» SOURCE:
•••••

Communication Style in Political Campaigns: Promoting a Personal Connection with an Audience - (2023-US-PO-1513)

Robert Magee, Associate Professor of Integrated Marketing Communication, The University of MIssissippi (Ole Miss)

 

Do some political candidates use first-person (I, we) or second-person pronouns (you, you all) more often in their campaign tweets?

In this course exercise, students learn how to test distributions (analyze, distribution, test probabilities) using a grouping variable (BY). The data set is comprised of tweets (N = 1107) from the early stages of the 2016 U.S. presidential primary season.

First-person pronouns focus on the speaker, or possibly, the group to which the speaker belongs. Second-person pronouns communicate a personal connection to the audience, suggesting that the candidate might be seeking to establish a personal connection.

A chi-squared test of the relationship between political party (Democrat vs. Republican) and the use of  first person (Present vs. Absent) is significant. The distributions are tested against a 50-50 distribution to see if Democrats or Republicans are more likely to use first-person pronouns.

•••••

» EXTRACTED DATA:
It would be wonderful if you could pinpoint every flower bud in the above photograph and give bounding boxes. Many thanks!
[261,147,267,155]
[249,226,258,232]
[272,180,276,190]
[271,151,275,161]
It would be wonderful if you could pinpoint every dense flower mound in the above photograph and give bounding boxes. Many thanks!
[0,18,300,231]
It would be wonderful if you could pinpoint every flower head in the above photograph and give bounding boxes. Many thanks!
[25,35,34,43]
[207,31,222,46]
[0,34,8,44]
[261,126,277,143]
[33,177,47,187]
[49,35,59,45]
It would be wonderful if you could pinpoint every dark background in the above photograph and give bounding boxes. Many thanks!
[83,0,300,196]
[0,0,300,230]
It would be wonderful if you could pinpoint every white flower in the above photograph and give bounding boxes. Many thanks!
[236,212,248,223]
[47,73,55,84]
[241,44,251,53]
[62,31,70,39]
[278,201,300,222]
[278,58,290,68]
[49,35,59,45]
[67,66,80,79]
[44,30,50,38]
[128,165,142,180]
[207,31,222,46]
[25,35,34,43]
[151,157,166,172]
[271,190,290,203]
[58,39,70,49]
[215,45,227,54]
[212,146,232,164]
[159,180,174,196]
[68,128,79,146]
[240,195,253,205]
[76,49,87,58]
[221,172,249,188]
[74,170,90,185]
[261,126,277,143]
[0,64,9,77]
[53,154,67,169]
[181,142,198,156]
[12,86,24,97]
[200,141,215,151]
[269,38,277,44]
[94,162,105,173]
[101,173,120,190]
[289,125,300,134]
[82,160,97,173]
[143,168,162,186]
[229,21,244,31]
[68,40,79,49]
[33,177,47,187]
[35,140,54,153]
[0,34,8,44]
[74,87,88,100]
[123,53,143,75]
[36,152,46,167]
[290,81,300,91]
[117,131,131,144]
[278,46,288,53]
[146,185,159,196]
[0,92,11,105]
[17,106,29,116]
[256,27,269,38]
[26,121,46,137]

•••••

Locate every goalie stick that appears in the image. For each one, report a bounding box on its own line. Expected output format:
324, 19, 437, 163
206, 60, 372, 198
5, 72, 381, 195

•••••

» EXERCISE TASKS:
1/ Translate this sentence from the campaign-pronouns text into Spanish: "First-person pronouns focus on the speaker, or possibly, the group to which the speaker belongs."
2/ Reproduce the part of the campaign-pronouns text that opens with the words "Communication Style in" and stops after "a personal connection.".
The rows aren't needed for what comes next.

» THE SOLUTIONS:
1/ Los pronombres de primera persona se centran en el hablante o, posiblemente, en el grupo al que pertenece el hablante.

2/
Communication Style in Political Campaigns: Promoting a Personal Connection with an Audience - (2023-US-PO-1513)

Robert Magee, Associate Professor of Integrated Marketing Communication, The University of MIssissippi (Ole Miss)

 

Do some political candidates use first-person (I, we) or second-person pronouns (you, you all) more often in their campaign tweets?

In this course exercise, students learn how to test distributions (analyze, distribution, test probabilities) using a grouping variable (BY). The data set is comprised of tweets (N = 1107) from the early stages of the 2016 U.S. presidential primary season.

First-person pronouns focus on the speaker, or possibly, the group to which the speaker belongs. Second-person pronouns communicate a personal connection to the audience, suggesting that the candidate might be seeking to establish a personal connection.